DATA EXTRACTS section start

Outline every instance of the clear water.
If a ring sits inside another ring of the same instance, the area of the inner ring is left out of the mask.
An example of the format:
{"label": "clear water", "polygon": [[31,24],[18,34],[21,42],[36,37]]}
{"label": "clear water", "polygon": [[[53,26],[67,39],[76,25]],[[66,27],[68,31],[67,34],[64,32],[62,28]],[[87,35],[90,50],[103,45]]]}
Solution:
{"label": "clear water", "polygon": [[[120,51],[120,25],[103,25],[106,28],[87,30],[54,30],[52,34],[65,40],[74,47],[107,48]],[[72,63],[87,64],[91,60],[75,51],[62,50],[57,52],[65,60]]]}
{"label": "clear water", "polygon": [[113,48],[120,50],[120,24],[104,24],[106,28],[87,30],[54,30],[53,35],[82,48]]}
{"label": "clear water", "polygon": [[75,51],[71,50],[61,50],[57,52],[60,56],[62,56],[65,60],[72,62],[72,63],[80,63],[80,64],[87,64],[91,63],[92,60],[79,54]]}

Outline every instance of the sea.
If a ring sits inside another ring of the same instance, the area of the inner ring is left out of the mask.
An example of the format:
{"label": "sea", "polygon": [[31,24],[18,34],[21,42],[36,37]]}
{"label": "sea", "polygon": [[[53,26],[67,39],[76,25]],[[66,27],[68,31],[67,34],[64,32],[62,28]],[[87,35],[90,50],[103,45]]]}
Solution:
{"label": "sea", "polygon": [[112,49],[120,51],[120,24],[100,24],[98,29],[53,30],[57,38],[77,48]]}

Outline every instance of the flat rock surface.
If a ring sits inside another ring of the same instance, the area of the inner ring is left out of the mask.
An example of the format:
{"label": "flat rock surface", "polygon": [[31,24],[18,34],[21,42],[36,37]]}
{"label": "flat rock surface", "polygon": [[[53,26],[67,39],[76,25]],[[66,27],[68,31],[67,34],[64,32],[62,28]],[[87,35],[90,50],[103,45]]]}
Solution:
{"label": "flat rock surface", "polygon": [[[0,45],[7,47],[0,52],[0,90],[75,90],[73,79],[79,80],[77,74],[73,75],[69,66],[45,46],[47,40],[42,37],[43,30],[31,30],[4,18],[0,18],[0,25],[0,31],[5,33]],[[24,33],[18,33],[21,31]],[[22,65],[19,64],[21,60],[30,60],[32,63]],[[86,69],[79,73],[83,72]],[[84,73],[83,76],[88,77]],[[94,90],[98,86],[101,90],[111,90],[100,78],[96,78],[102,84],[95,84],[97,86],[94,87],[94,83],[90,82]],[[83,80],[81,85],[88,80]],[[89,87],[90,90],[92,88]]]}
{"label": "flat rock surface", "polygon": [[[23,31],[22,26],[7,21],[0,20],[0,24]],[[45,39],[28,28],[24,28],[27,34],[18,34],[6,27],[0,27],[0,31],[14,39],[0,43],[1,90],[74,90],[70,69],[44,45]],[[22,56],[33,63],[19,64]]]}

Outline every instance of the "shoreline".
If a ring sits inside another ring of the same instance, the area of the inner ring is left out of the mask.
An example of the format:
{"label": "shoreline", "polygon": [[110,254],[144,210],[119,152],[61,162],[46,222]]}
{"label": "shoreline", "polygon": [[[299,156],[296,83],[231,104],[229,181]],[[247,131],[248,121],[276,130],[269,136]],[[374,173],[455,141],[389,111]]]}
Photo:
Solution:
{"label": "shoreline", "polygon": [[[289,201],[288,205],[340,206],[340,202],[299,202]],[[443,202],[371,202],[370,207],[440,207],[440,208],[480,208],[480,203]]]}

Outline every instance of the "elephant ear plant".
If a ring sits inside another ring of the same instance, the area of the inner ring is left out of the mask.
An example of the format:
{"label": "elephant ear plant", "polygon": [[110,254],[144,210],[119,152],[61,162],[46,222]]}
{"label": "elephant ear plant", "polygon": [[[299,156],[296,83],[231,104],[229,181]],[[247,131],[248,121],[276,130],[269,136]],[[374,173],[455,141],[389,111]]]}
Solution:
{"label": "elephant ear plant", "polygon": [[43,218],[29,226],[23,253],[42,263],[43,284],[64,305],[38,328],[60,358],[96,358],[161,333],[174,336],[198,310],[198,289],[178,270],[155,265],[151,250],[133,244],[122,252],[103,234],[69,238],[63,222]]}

DATA EXTRACTS section end

| YOUR OBJECTIVE |
Write out the whole listing again. Match it word for word.

| EXERCISE RESPONSE |
Outline every instance of the clear water.
If a ring sits inside another ring of the same instance, the area of the inner ring is left out of the mask.
An example of the format:
{"label": "clear water", "polygon": [[31,24],[18,34],[21,42],[36,37]]}
{"label": "clear water", "polygon": [[[53,26],[67,39],[76,25]],[[66,27],[68,31],[67,34],[64,32],[62,28]],[[87,35],[90,50],[103,45]]]}
Solution:
{"label": "clear water", "polygon": [[[120,51],[120,25],[103,25],[106,28],[87,30],[54,30],[52,34],[65,40],[74,47],[107,48]],[[72,63],[87,64],[91,60],[75,51],[62,50],[57,52],[65,60]]]}
{"label": "clear water", "polygon": [[113,48],[120,50],[120,24],[104,24],[106,28],[87,30],[54,30],[53,35],[82,48]]}
{"label": "clear water", "polygon": [[75,51],[71,50],[61,50],[57,52],[60,56],[62,56],[65,60],[72,62],[72,63],[80,63],[80,64],[87,64],[91,63],[92,60],[79,54]]}

Outline every instance of the sea.
If a ring sits inside another ring of the same instance, the area of the inner ring is left out of the mask.
An example of the format:
{"label": "sea", "polygon": [[31,24],[18,34],[21,42],[36,37]]}
{"label": "sea", "polygon": [[[53,26],[67,39],[76,25]],[[66,27],[68,31],[67,34],[64,32],[62,28]],[[87,35],[90,50],[103,45]]]}
Solution:
{"label": "sea", "polygon": [[112,49],[120,51],[120,24],[100,24],[98,29],[53,30],[57,38],[77,48]]}

Outline every instance of the flat rock surface.
If a ring sits inside another ring of the same instance, the area of the inner ring is left out of the mask.
An example of the format:
{"label": "flat rock surface", "polygon": [[31,24],[18,34],[21,42],[36,37]]}
{"label": "flat rock surface", "polygon": [[[53,26],[67,39],[76,25]],[[66,27],[68,31],[67,34],[64,32],[62,28]],[[87,35],[90,50],[103,45]]]}
Solution:
{"label": "flat rock surface", "polygon": [[[0,45],[7,47],[0,52],[0,90],[75,90],[73,79],[79,80],[77,74],[73,75],[69,66],[45,46],[47,40],[42,37],[43,30],[31,30],[4,18],[0,18],[0,25],[0,31],[5,33]],[[24,33],[18,33],[21,31]],[[22,65],[19,64],[21,60],[30,60],[32,63]],[[86,69],[79,73],[83,72]],[[84,73],[83,76],[88,77]],[[94,90],[98,86],[101,90],[111,90],[100,78],[96,78],[102,84],[95,84],[97,86],[94,87],[94,83],[90,82]],[[83,80],[81,85],[88,80]],[[89,87],[90,90],[92,88]]]}
{"label": "flat rock surface", "polygon": [[[23,31],[22,26],[7,21],[0,20],[0,24]],[[45,39],[28,28],[24,28],[27,34],[18,34],[6,27],[0,27],[0,31],[14,39],[0,43],[1,90],[74,90],[70,69],[44,45]],[[22,56],[33,63],[19,64]]]}

Outline every instance of the "shoreline".
If a ring sits inside another ring of the same instance, the area of the inner ring is left out of the mask.
An example of the format:
{"label": "shoreline", "polygon": [[110,254],[144,210],[119,152],[61,162],[46,222]]}
{"label": "shoreline", "polygon": [[[299,156],[296,83],[231,104],[229,181]],[[247,131],[248,121],[276,130],[269,136]],[[374,173],[455,141],[389,111]]]}
Photo:
Solution:
{"label": "shoreline", "polygon": [[[289,201],[288,205],[340,206],[340,202],[299,202]],[[443,202],[371,202],[370,207],[440,207],[440,208],[480,208],[480,203]]]}

Outline every instance of the "elephant ear plant".
If a ring sits inside another ring of the same instance, the area of the inner ring is left out of the mask.
An example of the format:
{"label": "elephant ear plant", "polygon": [[110,254],[144,210],[119,152],[61,162],[46,222]]}
{"label": "elephant ear plant", "polygon": [[[299,156],[296,83],[231,104],[229,181]],[[247,131],[248,121],[276,130],[269,136]],[[374,173],[455,141],[389,111]]]}
Solution:
{"label": "elephant ear plant", "polygon": [[43,218],[29,226],[23,253],[42,263],[43,284],[64,305],[38,328],[60,358],[96,358],[161,333],[174,336],[198,310],[198,289],[178,270],[155,265],[151,250],[133,244],[122,252],[103,234],[69,238],[63,222]]}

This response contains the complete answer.